=== 待辦任務 ===
1) 列出原文中以 def 定義的全部函式名稱。
2) 將原文中的註解「計算每個stock_id-time_id單位範圍內的realized volatility」譯成英文。

=== 原文段落 ===
━━━━━━━━━━

In [None]:
import numpy as np
import pandas as pd
import os

import time
import gc

%matplotlib inline
import matplotlib.pyplot as plt
import plotly
import plotly.express as px

from IPython import display
import sklearn
import gc
import time

gc.collect()

print('Library imported.')


In [None]:
# 定義整個資料預處理

def preprocess_trade(trade_data):

    trade_data['mean_price'] = trade_data.groupby(['stock_id', 'time_id'])\
         ['price'].transform('mean')
    
    trade_data['max_price'] = trade_data.groupby(['stock_id', 'time_id'])\
         ['price'].transform('max')
    # total number of traders in same time_id for each stock_id
    trade_data['total_trader'] = trade_data.groupby(['stock_id', 'time_id'])\
         ['order_count'].transform('sum')
    # total sold: price * size
    trade_data['total_sold'] = trade_data['price']*trade_data['size']
    trade_data['mean_totalsold'] = trade_data.groupby(['stock_id', 'time_id'])\
        ['total_sold'].transform('mean')
    trade_data['max_totalsold'] = trade_data.groupby(['stock_id', 'time_id'])\
        ['total_sold'].transform('max')
    
    trade_data.drop('total_sold', axis = 1, inplace = True)
    
    return trade_data
    
def log_return(list_stock_prices):
    # Give series of stock price, 計算每時段與下一筆資料間的log return
    return np.log(list_stock_prices).diff() 

def realized_volatility(series_log_return):
    # Give log return, 計算realized volatility
    return np.sqrt(np.sum(series_log_return**2))


# 計算每個stock_id-time_id單位範圍內的realized volatility
def compute_realized_vol(file_path, realized_vol_colname):
    # file_path: 
    # realized_vol:
    df_book_data = pd.read_parquet(file_path)
    # 用公式計算order book資料的WAP
    df_book_data['wap'] =(df_book_data['bid_price1'] * df_book_data['ask_size1']
                          +df_book_data['ask_price1'] * df_book_data['bid_size1'])/  \
                            (df_book_data['bid_size1'] + 
                             df_book_data['ask_size1'])
    # 用WAP計算log return
    df_book_data['log_return'] = df_book_data.groupby(['time_id'])['wap'].apply(log_return)
    # 去除 log return 的NULL值
    df_book_data = df_book_data[~df_book_data['log_return'].isnull()]
    # 用公式計算realized volatility
    df_realized_vol_per_stock =  pd.DataFrame(df_book_data.groupby(['time_id'])['log_return'].agg(realized_volatility)).reset_index()

━━━━━━━━━━

=== 提供資料 ===
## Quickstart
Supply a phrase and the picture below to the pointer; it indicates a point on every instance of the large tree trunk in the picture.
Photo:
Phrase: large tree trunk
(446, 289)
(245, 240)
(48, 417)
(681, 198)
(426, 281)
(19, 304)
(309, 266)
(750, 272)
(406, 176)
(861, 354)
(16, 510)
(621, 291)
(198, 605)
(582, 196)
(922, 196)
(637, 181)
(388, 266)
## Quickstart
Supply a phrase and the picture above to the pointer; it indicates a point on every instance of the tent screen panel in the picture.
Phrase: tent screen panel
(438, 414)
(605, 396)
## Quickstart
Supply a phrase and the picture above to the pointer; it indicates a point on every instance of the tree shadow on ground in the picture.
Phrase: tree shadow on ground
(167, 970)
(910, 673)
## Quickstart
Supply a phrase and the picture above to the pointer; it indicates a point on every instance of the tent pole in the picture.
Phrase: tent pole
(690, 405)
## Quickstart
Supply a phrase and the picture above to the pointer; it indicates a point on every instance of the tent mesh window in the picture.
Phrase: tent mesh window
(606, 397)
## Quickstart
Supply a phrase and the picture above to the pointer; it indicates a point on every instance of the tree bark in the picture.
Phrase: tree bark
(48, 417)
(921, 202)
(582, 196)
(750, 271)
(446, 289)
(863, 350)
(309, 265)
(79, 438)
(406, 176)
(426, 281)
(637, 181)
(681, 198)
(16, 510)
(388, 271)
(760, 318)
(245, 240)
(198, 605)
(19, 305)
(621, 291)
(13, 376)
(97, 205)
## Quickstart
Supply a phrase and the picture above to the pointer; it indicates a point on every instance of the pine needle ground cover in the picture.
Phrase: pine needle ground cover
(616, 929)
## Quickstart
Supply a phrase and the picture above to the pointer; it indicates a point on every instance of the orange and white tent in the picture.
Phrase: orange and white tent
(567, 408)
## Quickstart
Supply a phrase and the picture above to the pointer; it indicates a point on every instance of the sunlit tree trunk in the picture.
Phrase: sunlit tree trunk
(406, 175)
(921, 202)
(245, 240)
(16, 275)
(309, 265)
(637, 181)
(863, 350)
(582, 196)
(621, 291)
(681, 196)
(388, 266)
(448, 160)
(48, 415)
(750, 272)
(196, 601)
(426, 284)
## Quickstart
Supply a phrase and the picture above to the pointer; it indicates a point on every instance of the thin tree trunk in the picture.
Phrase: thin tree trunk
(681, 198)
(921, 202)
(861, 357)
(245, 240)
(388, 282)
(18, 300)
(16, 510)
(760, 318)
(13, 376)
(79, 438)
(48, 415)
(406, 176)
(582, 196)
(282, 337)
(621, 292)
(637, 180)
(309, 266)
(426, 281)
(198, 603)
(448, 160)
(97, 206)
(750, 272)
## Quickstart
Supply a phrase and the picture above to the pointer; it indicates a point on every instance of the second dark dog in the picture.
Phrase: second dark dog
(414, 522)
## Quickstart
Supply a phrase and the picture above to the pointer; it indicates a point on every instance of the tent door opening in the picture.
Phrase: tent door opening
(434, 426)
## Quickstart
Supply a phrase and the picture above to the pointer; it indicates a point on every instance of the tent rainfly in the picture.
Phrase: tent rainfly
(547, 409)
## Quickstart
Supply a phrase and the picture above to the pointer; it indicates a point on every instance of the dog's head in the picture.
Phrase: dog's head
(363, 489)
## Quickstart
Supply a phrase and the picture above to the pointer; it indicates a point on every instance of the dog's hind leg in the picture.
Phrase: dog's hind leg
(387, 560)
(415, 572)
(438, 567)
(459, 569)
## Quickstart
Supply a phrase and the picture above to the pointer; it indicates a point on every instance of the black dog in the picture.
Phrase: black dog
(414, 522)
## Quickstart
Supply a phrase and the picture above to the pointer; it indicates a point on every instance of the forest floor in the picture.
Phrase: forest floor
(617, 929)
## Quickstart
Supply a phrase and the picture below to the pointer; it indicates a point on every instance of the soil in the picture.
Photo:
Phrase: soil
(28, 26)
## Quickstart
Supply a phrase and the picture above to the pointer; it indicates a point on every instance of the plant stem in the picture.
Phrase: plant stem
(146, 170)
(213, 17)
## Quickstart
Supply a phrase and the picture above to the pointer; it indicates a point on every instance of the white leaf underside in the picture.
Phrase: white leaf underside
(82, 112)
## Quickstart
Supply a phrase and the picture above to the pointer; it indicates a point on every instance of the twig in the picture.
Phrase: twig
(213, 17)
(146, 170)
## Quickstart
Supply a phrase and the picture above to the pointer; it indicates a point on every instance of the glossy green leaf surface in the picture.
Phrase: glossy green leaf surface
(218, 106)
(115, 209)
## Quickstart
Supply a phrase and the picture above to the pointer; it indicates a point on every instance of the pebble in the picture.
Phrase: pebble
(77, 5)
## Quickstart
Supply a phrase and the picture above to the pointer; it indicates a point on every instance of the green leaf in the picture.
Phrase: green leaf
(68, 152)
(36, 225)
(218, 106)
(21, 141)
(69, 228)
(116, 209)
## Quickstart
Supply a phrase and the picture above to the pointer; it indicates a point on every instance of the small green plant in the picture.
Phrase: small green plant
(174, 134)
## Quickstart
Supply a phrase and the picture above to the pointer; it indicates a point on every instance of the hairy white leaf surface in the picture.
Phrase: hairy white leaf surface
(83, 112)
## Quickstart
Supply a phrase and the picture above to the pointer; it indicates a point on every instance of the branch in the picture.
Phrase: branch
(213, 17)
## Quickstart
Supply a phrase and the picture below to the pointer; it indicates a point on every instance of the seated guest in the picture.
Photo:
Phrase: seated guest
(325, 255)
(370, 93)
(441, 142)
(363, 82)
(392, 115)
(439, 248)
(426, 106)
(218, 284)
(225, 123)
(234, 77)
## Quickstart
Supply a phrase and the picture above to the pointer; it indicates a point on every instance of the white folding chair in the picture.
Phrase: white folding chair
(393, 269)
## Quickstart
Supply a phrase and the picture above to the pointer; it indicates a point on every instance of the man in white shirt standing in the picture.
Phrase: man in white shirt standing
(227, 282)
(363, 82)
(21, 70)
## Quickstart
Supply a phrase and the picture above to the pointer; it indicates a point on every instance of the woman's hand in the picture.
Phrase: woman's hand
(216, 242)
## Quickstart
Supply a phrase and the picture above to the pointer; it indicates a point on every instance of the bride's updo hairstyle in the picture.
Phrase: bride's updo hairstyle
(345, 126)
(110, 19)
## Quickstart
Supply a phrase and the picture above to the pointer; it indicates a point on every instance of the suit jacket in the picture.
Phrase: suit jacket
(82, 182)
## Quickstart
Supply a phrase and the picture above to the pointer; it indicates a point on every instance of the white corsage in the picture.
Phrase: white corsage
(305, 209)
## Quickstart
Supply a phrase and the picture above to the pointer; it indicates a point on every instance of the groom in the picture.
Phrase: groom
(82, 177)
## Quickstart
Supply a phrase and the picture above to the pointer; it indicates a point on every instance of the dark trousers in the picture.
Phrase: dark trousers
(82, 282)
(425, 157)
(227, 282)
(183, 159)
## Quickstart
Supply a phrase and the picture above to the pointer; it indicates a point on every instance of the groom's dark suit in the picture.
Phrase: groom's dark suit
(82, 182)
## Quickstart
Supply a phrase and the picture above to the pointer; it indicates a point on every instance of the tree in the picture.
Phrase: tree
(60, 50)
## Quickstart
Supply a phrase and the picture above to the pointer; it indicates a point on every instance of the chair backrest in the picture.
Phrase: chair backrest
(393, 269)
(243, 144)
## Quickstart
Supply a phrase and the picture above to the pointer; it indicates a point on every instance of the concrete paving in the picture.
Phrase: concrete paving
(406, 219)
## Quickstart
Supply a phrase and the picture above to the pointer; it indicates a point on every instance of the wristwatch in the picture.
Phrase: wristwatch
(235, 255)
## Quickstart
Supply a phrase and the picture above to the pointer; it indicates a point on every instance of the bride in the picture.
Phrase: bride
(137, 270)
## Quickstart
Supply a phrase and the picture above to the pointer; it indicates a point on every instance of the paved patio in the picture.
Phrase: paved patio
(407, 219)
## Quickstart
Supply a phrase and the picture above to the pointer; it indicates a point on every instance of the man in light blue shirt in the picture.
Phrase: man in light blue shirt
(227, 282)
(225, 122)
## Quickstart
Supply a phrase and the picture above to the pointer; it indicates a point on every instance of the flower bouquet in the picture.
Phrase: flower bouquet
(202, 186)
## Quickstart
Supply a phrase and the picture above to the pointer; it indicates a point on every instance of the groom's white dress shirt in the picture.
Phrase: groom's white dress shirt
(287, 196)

━━━━━━━━━━

=== 逐題解答 ===
1) preprocess_trade、log_return、realized_volatility、compute_realized_vol

2) Compute the realized volatility within each stock_id-time_id unit range.